→ TASK GOAL: Retype everything in the listing, leaving each line exactly as it is.

[Position identification records]
- - -

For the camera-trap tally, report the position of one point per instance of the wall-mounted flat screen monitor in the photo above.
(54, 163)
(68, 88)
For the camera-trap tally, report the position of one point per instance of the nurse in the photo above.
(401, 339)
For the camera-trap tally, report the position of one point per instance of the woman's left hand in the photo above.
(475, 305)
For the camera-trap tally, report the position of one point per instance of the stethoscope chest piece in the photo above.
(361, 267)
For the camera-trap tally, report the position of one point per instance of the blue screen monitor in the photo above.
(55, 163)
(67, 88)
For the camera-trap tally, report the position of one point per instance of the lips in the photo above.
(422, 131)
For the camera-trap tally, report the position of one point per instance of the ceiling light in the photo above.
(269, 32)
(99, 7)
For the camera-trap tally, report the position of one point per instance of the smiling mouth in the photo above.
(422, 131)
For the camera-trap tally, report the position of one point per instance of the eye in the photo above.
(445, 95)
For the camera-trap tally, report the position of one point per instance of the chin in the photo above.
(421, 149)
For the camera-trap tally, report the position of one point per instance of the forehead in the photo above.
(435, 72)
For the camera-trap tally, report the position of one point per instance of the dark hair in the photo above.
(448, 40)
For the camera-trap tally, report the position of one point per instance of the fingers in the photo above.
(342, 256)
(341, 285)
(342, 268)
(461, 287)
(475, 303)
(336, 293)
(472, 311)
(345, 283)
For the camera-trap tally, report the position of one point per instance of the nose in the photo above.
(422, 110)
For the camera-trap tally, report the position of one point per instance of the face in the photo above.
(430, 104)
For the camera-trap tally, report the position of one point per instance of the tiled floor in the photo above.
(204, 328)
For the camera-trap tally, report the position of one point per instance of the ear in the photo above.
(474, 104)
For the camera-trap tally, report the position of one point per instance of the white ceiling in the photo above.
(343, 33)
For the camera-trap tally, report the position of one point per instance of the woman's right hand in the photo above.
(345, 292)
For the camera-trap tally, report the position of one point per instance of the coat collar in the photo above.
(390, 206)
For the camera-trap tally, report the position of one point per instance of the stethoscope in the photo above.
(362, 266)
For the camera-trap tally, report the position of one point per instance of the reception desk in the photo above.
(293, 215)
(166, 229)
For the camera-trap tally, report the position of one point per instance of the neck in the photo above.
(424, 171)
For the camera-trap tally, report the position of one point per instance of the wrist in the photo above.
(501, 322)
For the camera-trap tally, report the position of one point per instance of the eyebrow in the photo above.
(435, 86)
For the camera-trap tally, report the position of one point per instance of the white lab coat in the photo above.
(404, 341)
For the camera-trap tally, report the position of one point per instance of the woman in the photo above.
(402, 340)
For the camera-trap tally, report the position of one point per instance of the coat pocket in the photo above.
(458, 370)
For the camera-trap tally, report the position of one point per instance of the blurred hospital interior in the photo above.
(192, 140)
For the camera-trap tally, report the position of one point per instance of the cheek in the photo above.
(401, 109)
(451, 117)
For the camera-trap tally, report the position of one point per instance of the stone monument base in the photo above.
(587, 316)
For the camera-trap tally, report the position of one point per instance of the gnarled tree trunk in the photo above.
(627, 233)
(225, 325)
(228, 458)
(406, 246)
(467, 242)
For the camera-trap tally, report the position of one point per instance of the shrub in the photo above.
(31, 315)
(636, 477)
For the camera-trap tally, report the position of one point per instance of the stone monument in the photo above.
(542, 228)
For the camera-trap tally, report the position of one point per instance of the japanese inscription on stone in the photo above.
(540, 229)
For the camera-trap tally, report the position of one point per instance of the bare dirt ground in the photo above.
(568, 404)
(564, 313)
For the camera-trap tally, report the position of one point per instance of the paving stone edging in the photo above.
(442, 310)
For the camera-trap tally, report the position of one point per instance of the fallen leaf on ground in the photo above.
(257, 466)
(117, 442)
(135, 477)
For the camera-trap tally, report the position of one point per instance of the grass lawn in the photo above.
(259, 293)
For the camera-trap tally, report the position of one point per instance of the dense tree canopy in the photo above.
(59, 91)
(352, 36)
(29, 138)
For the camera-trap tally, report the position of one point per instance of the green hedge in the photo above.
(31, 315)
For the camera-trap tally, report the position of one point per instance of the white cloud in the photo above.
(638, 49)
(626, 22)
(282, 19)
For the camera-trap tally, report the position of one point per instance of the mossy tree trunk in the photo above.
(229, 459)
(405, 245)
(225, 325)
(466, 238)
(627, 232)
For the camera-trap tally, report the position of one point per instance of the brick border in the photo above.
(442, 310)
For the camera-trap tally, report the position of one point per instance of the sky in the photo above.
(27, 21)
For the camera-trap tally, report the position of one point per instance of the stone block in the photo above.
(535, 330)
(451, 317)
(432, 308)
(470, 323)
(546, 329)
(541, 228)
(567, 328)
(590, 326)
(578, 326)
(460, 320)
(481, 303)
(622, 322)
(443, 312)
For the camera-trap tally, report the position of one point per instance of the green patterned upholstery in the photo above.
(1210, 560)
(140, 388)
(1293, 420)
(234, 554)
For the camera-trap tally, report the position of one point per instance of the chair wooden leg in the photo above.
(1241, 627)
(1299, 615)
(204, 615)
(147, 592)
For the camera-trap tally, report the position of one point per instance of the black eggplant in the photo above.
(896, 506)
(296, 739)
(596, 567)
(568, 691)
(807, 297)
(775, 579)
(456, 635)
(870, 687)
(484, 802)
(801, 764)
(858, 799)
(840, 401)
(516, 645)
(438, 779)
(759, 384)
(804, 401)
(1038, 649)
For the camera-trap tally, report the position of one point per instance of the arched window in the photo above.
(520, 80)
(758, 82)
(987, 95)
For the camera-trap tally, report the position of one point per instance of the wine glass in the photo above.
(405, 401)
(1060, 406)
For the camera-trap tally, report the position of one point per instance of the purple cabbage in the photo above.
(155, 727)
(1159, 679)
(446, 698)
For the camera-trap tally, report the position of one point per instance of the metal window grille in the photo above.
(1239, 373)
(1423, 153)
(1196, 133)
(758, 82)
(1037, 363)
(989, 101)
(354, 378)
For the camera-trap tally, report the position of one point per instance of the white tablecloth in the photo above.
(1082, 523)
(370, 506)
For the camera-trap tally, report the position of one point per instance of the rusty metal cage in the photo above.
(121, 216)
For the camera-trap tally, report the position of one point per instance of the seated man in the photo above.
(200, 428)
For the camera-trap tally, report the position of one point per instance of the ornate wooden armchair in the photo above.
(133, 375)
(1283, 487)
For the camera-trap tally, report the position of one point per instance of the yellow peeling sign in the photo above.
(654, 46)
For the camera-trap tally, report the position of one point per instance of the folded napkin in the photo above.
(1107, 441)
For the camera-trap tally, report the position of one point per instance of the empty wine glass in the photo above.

- - -

→ FINAL RESULT:
For the camera-trap tally, report the position of one point per instance of the wall-mounted flat screen monitor in the photo above.
(54, 163)
(68, 88)
For the camera-trap tally, report the position of one point per instance of the nurse in the photo above.
(401, 339)
For the camera-trap tally, report the position of one point per instance of the woman's left hand in the photo above.
(475, 305)
For the camera-trap tally, report the position of one point per instance of the stethoscope chest piece in the photo above.
(361, 267)
For the camera-trap tally, report the position of one point per instance of the blue screen monitor in the photo above.
(55, 163)
(67, 88)
For the camera-trap tally, report the position of one point per instance of the lips in the photo above.
(422, 131)
For the camera-trap tally, report the position of one point per instance of the ceiling light in the photo above.
(269, 32)
(99, 7)
For the camera-trap tally, report the position of one point per instance of the smiling mouth in the photo above.
(422, 131)
For the camera-trap tally, report the position of one point per instance of the eye in the photo above.
(445, 95)
For the camera-trap tally, report the position of one point per instance of the chin in the photo above.
(421, 149)
For the camera-trap tally, report the position of one point per instance of the forehead in the photo above.
(435, 72)
For the camera-trap tally, report the position of one point per instance of the dark hair in the photo above.
(448, 40)
For the camera-trap tally, report the position of one point per instance of the fingers in the photo above.
(342, 256)
(341, 285)
(342, 268)
(461, 287)
(475, 303)
(336, 293)
(472, 311)
(345, 283)
For the camera-trap tally, report the position of one point per instance of the nose in the photo above.
(422, 110)
For the camera-trap tally, report the position of one point per instance of the face in the photo above.
(430, 104)
For the camera-trap tally, report the position of one point per instance of the tiled floor in the photo above.
(204, 328)
For the camera-trap tally, report the position of one point per instance of the ear in the photo above.
(474, 104)
For the camera-trap tally, report the position of one point per instance of the white ceiling in the photo above.
(343, 33)
For the camera-trap tally, report the position of one point per instance of the woman's right hand in the photo above.
(345, 292)
For the camera-trap tally, report the position of one point per instance of the coat collar in the photo above.
(390, 206)
For the camera-trap tally, report the position of one point per instance of the stethoscope in the photo above.
(362, 266)
For the camera-trap tally, report the position of one point per instance of the reception desk in the photo above.
(293, 215)
(166, 229)
For the camera-trap tally, report the position of one point per instance of the neck in the photo above.
(424, 171)
For the camera-trap tally, report the position of one point per instance of the wrist in the photo above.
(501, 322)
For the camera-trap tally, report the position of one point per instance of the eyebrow in the photo above.
(435, 86)
For the camera-trap tally, report the position of one point per instance of the white lab coat in the photo above.
(404, 341)
For the camera-trap tally, report the position of one point per instance of the woman in the photo above.
(402, 340)
For the camera-trap tally, report the position of one point per instance of the coat pocket in the photo above.
(458, 370)
For the camera-trap tally, report the position of one point per instance of the blurred hospital interior in the photo above.
(192, 140)
For the camera-trap tally, report the position of one point per instance of the cheek in the photo above.
(401, 109)
(451, 117)
For the camera-trap tally, report the position of one point per instance of the stone monument base in the photo above.
(587, 316)
For the camera-trap tally, report the position of one point per instance of the gnarled tree trunk in the photo above.
(627, 233)
(225, 325)
(228, 458)
(406, 246)
(467, 242)
For the camera-trap tally, report the position of one point per instance of the shrub in the photo above.
(31, 315)
(636, 477)
For the camera-trap tally, report the position of one point per instance of the stone monument in the photo above.
(542, 228)
For the camera-trap tally, report the position of one point per instance of the japanese inscription on stone in the photo above.
(540, 229)
For the camera-trap tally, report the position of one point per instance of the bare dirt ground in the photo above.
(568, 404)
(564, 313)
For the camera-trap tally, report the position of one point per instance of the paving stone edging in the photo above.
(442, 310)
For the camera-trap tally, report the position of one point per instance of the fallen leaf on ground in the photo above.
(257, 466)
(117, 442)
(135, 477)
For the camera-trap tally, report the position of one point per instance of the grass lawn in the photo above.
(259, 293)
For the camera-trap tally, report the position of one point per instance of the dense tree canopy in the photo above.
(59, 91)
(352, 36)
(29, 138)
For the camera-trap tally, report the position of one point per instance of the green hedge in the photo above.
(31, 315)
For the camera-trap tally, report the position of one point per instance of the white cloud in the photo above.
(638, 49)
(626, 22)
(282, 19)
For the camera-trap tally, report the position of one point per instance of the mossy tree trunk in the photo above.
(229, 459)
(405, 245)
(225, 325)
(466, 238)
(627, 232)
For the camera-trap tally, report the position of one point per instance of the brick border in the photo above.
(442, 310)
For the camera-trap tally, report the position of one point per instance of the sky in the photo above.
(27, 21)
For the camera-trap tally, report the position of one point per instance of the stone block in the photo above.
(535, 330)
(451, 317)
(432, 308)
(470, 323)
(546, 329)
(541, 228)
(567, 328)
(590, 326)
(578, 326)
(460, 320)
(481, 303)
(622, 322)
(443, 312)
For the camera-trap tally, report the position of one point per instance of the green patterned upholstery in the photo above.
(1210, 560)
(140, 388)
(1293, 420)
(234, 554)
For the camera-trap tally, report the position of one point per instance of the chair wooden leg in the photo above.
(1241, 627)
(1299, 615)
(204, 615)
(147, 592)
For the camera-trap tally, report the position of one point per instance of the black eggplant in the photo above.
(896, 506)
(296, 739)
(596, 567)
(568, 691)
(807, 297)
(775, 579)
(456, 635)
(870, 687)
(484, 802)
(801, 764)
(858, 799)
(840, 401)
(516, 645)
(438, 779)
(759, 384)
(804, 401)
(1038, 649)
For the camera-trap tally, report the position of one point per instance of the arched window in the photo above.
(520, 80)
(758, 82)
(987, 95)
For the camera-trap tally, report the position of one point per instance of the wine glass in the photo above.
(405, 401)
(1060, 406)
For the camera-trap tally, report the position of one point per instance of the purple cabbage in the photo above.
(155, 727)
(1159, 679)
(446, 698)
For the camera-trap tally, report the position of one point per instance of the metal window grille in the photo above.
(1239, 373)
(1423, 153)
(1196, 133)
(758, 82)
(1037, 363)
(989, 101)
(354, 378)
For the camera-trap tally, report the position of one point per instance of the white tablecloth in the photo above.
(1082, 523)
(370, 506)
For the camera-trap tally, report the position of one point per instance of the rusty metal cage in the photo above.
(121, 216)
For the camera-trap tally, report the position of one point per instance of the seated man in the photo above.
(200, 428)
For the camera-trap tally, report the position of one point per instance of the ornate wooden armchair in the photo above.
(133, 375)
(1283, 487)
For the camera-trap tally, report the position of one point per instance of the yellow peeling sign in the photo above.
(654, 46)
For the camera-trap tally, report the position of one point per instance of the folded napkin in the photo above.
(1107, 441)
For the camera-trap tally, report the position of one point per instance of the empty wine glass in the photo above.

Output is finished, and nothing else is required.